» **WORKING DATA**:
★ ★ ★

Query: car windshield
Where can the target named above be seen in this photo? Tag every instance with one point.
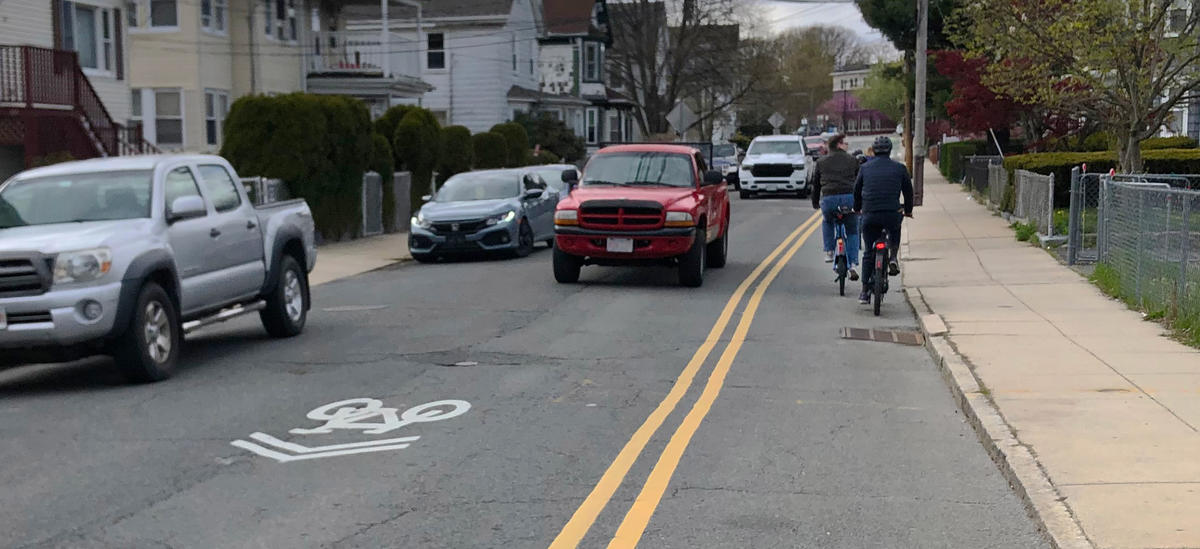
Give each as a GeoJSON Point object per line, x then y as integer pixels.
{"type": "Point", "coordinates": [479, 186]}
{"type": "Point", "coordinates": [774, 148]}
{"type": "Point", "coordinates": [667, 169]}
{"type": "Point", "coordinates": [76, 198]}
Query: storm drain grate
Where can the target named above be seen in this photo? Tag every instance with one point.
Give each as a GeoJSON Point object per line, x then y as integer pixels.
{"type": "Point", "coordinates": [883, 336]}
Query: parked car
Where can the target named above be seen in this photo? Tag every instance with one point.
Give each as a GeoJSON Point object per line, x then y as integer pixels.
{"type": "Point", "coordinates": [485, 211]}
{"type": "Point", "coordinates": [643, 204]}
{"type": "Point", "coordinates": [125, 255]}
{"type": "Point", "coordinates": [775, 164]}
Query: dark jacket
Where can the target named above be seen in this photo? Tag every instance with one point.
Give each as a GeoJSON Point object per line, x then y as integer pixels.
{"type": "Point", "coordinates": [833, 175]}
{"type": "Point", "coordinates": [880, 185]}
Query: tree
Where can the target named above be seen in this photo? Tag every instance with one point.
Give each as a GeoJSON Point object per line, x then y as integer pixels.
{"type": "Point", "coordinates": [457, 154]}
{"type": "Point", "coordinates": [669, 50]}
{"type": "Point", "coordinates": [552, 134]}
{"type": "Point", "coordinates": [1127, 65]}
{"type": "Point", "coordinates": [516, 143]}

★ ★ ★

Your task is to return each line of the data above that contains the string "Query".

» **RESPONSE TO THE EXERCISE**:
Query: car windshield
Query: storm drain grate
Query: parked car
Query: dark jacket
Query: tree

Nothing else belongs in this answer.